» Document extract
^^^^
Saint John's School of Ontario (SJSO) was the third of three private Anglican boys' boarding schools in Toronto founded on conservative Anglican ideas and the notion that children were not challenged by present-day society. The two other defunct schools are Saint John's Cathedral Boys' School (Winnipeg), and Saint John's School of Alberta (closed 2008). The school's program included academics, outdoor education, and chores. Corporal punishment, in the form of hard paddlings delivered to the student's buttocks, was frequently administered at all three schools.

The school, founded in 1977, is best known for the canoeing disaster on Lake Timiskaming on 11 June 1978, where 12 children and 1 volunteer died of hypothermia, after their canoes capsized.  Inexperience and poor planning were blamed for the accident according to  books written by James Raffan and Scott Sorenson about the disaster.  Despite the tragedy and probable liability, none of the parents of the deceased took legal action against the school.  The parents' understanding of the accident contrasts with that put forward in Raffan's book that it was simply a terrible accident and that their sons had been the beneficiaries of good education and experiences, except for the canoeing deaths, would have been considered positively.
^^^^
» Extracted records

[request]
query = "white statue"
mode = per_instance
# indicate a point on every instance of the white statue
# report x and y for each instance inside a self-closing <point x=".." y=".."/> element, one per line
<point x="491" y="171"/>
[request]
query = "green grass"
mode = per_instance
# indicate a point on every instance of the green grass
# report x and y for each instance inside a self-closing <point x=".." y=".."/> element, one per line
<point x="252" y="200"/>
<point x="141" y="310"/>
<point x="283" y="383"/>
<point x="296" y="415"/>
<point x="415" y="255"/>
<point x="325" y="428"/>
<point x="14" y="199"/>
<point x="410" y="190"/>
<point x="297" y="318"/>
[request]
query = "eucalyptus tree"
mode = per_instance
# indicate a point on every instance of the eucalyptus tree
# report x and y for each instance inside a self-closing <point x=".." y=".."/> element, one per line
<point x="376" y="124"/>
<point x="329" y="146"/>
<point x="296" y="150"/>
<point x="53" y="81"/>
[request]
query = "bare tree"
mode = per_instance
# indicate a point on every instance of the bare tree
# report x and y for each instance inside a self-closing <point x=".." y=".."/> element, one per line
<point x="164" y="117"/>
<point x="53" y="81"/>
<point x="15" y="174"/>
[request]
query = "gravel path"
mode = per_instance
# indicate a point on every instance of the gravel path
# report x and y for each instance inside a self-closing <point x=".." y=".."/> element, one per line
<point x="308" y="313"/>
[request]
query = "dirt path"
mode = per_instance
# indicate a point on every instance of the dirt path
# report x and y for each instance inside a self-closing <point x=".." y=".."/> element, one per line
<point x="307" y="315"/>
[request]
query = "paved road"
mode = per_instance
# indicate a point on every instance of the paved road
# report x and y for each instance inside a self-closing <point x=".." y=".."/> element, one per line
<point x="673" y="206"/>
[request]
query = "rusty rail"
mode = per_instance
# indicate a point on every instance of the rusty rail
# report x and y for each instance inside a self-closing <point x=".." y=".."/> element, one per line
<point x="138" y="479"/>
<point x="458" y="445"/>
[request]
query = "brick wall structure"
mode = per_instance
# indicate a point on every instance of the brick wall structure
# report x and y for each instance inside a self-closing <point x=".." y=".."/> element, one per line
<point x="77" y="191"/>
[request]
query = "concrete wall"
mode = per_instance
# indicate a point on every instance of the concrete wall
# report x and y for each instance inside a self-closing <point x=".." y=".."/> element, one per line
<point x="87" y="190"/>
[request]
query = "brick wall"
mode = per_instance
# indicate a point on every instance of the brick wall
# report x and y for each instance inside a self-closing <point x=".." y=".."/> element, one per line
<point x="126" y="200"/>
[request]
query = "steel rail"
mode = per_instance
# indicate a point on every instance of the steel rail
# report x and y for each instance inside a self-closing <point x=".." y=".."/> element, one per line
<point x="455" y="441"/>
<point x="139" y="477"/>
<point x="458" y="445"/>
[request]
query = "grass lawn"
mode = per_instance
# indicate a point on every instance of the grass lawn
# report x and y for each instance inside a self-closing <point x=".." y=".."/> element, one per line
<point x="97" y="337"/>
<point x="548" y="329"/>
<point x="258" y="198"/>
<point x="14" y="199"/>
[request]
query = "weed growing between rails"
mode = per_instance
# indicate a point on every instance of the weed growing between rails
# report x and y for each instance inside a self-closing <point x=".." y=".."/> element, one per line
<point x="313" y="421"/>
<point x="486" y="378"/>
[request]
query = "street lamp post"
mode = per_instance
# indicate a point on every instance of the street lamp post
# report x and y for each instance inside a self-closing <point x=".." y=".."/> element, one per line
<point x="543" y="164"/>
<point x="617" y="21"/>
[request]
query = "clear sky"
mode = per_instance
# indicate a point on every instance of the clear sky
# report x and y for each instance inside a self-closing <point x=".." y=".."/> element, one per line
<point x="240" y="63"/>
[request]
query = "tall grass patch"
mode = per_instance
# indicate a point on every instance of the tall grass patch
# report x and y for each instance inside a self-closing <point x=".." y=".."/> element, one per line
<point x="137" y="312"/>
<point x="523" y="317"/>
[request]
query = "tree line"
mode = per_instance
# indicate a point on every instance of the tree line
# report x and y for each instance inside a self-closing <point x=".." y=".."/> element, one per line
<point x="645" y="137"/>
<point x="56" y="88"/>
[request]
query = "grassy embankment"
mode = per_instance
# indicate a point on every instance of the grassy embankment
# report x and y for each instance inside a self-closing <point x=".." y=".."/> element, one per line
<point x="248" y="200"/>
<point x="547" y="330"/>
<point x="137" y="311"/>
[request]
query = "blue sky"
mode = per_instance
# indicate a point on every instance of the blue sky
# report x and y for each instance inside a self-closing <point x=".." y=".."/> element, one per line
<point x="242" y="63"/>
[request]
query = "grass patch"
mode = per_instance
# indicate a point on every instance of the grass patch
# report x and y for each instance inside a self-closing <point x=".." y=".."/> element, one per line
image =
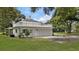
<point x="32" y="44"/>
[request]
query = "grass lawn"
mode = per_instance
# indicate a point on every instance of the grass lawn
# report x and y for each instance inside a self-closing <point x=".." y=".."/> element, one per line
<point x="31" y="44"/>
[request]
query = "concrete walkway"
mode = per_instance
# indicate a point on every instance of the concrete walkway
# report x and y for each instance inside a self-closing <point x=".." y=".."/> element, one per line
<point x="61" y="37"/>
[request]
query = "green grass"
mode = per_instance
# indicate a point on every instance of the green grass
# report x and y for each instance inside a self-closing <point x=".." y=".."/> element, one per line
<point x="31" y="44"/>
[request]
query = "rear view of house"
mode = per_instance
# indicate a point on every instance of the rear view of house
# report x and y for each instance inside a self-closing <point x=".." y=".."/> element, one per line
<point x="36" y="29"/>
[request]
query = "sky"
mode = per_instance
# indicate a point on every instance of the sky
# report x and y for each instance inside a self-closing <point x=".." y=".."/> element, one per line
<point x="38" y="15"/>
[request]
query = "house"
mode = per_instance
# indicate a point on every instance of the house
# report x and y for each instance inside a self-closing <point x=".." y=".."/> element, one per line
<point x="37" y="29"/>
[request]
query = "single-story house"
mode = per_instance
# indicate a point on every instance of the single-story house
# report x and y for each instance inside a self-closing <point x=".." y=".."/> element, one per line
<point x="36" y="28"/>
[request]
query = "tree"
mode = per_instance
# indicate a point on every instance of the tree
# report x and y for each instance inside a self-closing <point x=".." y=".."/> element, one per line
<point x="45" y="9"/>
<point x="66" y="17"/>
<point x="7" y="14"/>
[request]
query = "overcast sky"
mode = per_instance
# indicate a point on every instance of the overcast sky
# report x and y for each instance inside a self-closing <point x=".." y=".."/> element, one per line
<point x="38" y="15"/>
^^^^
» Objective
Please write out the passage on Saint John's School of Ontario word for word, beginning at "The school, founded" and stopping after "been considered positively.".

» Exercise result
The school, founded in 1977, is best known for the canoeing disaster on Lake Timiskaming on 11 June 1978, where 12 children and 1 volunteer died of hypothermia, after their canoes capsized.  Inexperience and poor planning were blamed for the accident according to  books written by James Raffan and Scott Sorenson about the disaster.  Despite the tragedy and probable liability, none of the parents of the deceased took legal action against the school.  The parents' understanding of the accident contrasts with that put forward in Raffan's book that it was simply a terrible accident and that their sons had been the beneficiaries of good education and experiences, except for the canoeing deaths, would have been considered positively.